아래 목록 전체를 빈 줄은 빼고 "번호"와 "줄" 두 열로 이루어진 마크다운 표로 나타내세요. 각 행에는 번호와 해당 줄을 넣으세요.
++++
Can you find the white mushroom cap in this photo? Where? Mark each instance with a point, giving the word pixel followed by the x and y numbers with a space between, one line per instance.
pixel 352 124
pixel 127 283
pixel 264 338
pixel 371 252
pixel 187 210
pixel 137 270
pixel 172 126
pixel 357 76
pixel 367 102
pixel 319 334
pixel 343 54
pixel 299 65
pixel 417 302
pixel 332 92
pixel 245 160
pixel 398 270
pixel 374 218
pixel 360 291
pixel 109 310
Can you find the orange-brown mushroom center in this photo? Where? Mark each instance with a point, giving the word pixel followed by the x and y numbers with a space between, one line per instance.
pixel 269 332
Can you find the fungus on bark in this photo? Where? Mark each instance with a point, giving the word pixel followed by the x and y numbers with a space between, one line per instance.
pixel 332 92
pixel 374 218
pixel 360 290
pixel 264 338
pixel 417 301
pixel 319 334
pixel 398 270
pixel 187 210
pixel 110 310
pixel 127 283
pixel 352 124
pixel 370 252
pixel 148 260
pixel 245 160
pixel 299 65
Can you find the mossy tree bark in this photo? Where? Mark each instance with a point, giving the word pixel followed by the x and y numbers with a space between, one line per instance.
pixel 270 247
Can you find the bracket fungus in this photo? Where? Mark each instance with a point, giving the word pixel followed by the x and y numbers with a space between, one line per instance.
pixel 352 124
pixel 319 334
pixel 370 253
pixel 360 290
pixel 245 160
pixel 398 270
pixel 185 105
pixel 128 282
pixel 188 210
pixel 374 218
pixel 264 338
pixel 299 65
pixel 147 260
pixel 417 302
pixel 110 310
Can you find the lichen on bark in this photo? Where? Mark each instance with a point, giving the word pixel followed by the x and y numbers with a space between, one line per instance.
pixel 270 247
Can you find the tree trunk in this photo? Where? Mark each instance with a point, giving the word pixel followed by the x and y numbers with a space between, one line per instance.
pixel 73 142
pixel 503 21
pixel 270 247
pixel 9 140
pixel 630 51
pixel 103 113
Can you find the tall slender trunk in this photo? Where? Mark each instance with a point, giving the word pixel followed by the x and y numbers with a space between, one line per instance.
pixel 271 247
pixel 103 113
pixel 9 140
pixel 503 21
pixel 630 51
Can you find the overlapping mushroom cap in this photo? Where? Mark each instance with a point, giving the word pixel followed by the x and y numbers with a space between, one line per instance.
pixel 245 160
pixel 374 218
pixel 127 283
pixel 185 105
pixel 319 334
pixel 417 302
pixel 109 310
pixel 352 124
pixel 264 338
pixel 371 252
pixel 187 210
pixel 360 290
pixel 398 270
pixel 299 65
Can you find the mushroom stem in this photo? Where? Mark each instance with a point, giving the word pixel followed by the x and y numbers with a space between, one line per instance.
++++
_작업 결과_
| 번호 | 줄 |
|---|---|
| 1 | Can you find the white mushroom cap in this photo? Where? Mark each instance with a point, giving the word pixel followed by the x and y numbers with a space between, one line per instance. |
| 2 | pixel 352 124 |
| 3 | pixel 127 283 |
| 4 | pixel 264 338 |
| 5 | pixel 371 252 |
| 6 | pixel 187 210 |
| 7 | pixel 137 270 |
| 8 | pixel 172 126 |
| 9 | pixel 357 76 |
| 10 | pixel 367 102 |
| 11 | pixel 319 334 |
| 12 | pixel 343 54 |
| 13 | pixel 299 65 |
| 14 | pixel 417 302 |
| 15 | pixel 332 92 |
| 16 | pixel 245 160 |
| 17 | pixel 398 270 |
| 18 | pixel 374 218 |
| 19 | pixel 360 291 |
| 20 | pixel 109 310 |
| 21 | Can you find the orange-brown mushroom center in this photo? Where? Mark each instance with a point, giving the word pixel followed by the x and y numbers with a space between, one line per instance. |
| 22 | pixel 269 332 |
| 23 | Can you find the fungus on bark in this photo? Where? Mark each instance with a point, giving the word pixel followed by the x and y numbers with a space between, one line per instance. |
| 24 | pixel 332 92 |
| 25 | pixel 374 218 |
| 26 | pixel 360 290 |
| 27 | pixel 264 338 |
| 28 | pixel 417 301 |
| 29 | pixel 319 334 |
| 30 | pixel 398 270 |
| 31 | pixel 187 210 |
| 32 | pixel 110 310 |
| 33 | pixel 127 283 |
| 34 | pixel 352 124 |
| 35 | pixel 370 252 |
| 36 | pixel 148 260 |
| 37 | pixel 245 160 |
| 38 | pixel 299 65 |
| 39 | Can you find the mossy tree bark in this photo? Where? Mark each instance with a point, giving the word pixel followed by the x and y numbers with a space between, one line per instance. |
| 40 | pixel 270 247 |
| 41 | Can you find the bracket fungus in this photo? Where? Mark each instance with a point, giving the word pixel followed by the x and y numbers with a space between, one line per instance. |
| 42 | pixel 352 124 |
| 43 | pixel 319 334 |
| 44 | pixel 370 253 |
| 45 | pixel 360 290 |
| 46 | pixel 245 160 |
| 47 | pixel 398 270 |
| 48 | pixel 185 105 |
| 49 | pixel 128 282 |
| 50 | pixel 188 210 |
| 51 | pixel 374 218 |
| 52 | pixel 264 338 |
| 53 | pixel 299 65 |
| 54 | pixel 147 260 |
| 55 | pixel 417 302 |
| 56 | pixel 110 310 |
| 57 | Can you find the lichen on bark in this photo? Where? Mark each instance with a point, giving the word pixel followed by the x and y numbers with a space between, one line per instance. |
| 58 | pixel 270 247 |
| 59 | Can you find the tree trunk in this photo? Where? Mark each instance with a point, giving the word pixel followed by the x and y numbers with a space between, one line per instance. |
| 60 | pixel 73 142 |
| 61 | pixel 503 21 |
| 62 | pixel 270 247 |
| 63 | pixel 9 140 |
| 64 | pixel 630 51 |
| 65 | pixel 103 113 |
| 66 | Can you find the tall slender trunk in this photo? Where? Mark each instance with a point, giving the word pixel followed by the x and y numbers with a space between, one line per instance. |
| 67 | pixel 271 247 |
| 68 | pixel 103 113 |
| 69 | pixel 9 140 |
| 70 | pixel 503 21 |
| 71 | pixel 630 51 |
| 72 | Can you find the overlapping mushroom cap in this photo? Where? Mark each instance with a point, giving the word pixel followed by the x and y numbers with a space between, one line per instance. |
| 73 | pixel 245 160 |
| 74 | pixel 374 218 |
| 75 | pixel 127 283 |
| 76 | pixel 185 105 |
| 77 | pixel 319 334 |
| 78 | pixel 417 302 |
| 79 | pixel 109 310 |
| 80 | pixel 352 124 |
| 81 | pixel 264 338 |
| 82 | pixel 371 252 |
| 83 | pixel 187 210 |
| 84 | pixel 360 290 |
| 85 | pixel 398 270 |
| 86 | pixel 299 65 |
| 87 | Can you find the mushroom stem in this photo? Where? Mark each instance with a point, giving the word pixel followed by the x and y numbers with a space between, one line per instance. |